WHAT THE TASK ASKS |
Please rewrite the rows below, swapping "thickest part" for "widest part" and keeping everything else the same. Leave the pictures out of your answer.

DATA FOR PROCESSING |
───

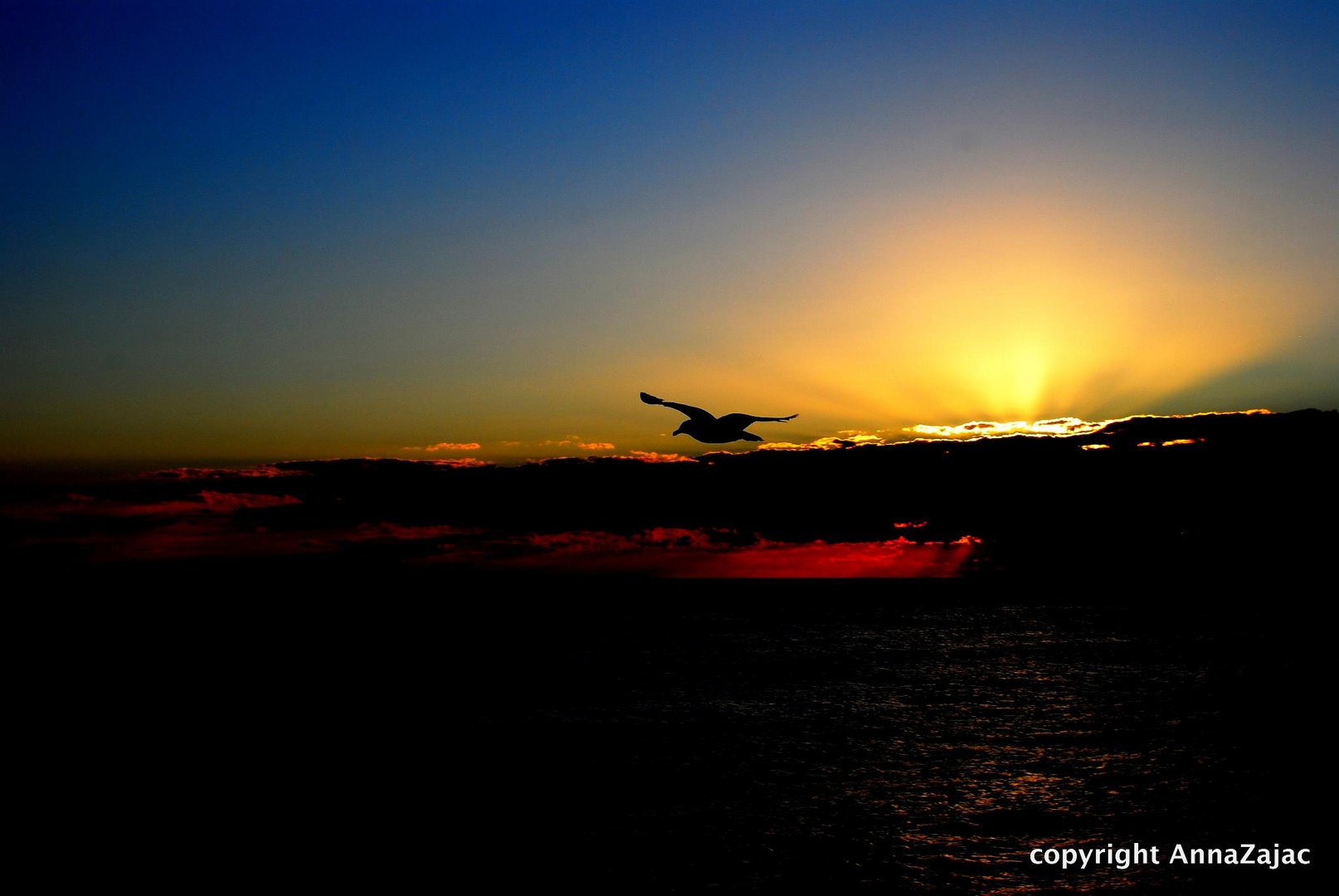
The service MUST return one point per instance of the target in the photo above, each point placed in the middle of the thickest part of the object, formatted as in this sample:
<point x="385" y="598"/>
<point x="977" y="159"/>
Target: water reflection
<point x="907" y="752"/>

───

RESPONSE TO THIS TASK |
The service MUST return one point per instance of the target in the photo above, each point placed in the middle of the widest part of the object, formatted as in this sample:
<point x="385" y="598"/>
<point x="977" y="159"/>
Target: water reflection
<point x="907" y="752"/>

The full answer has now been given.